• **What is expected**: Once the data has been read, print it back in full, exactly.

• **Listed records**:
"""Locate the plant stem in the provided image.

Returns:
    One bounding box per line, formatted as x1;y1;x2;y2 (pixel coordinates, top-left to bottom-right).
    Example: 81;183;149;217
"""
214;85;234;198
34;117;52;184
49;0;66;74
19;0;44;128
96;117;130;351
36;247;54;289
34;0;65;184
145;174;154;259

• **Response**:
"""Locate the plant stem in the provided image.

Returns:
    One bounding box per line, formatted as x1;y1;x2;y2 (pixel coordinates, top-left to bottom-right).
    Example: 81;183;149;217
"""
214;85;234;198
34;117;52;184
49;0;66;74
19;0;44;128
96;117;130;351
36;247;54;289
34;0;65;184
145;174;154;259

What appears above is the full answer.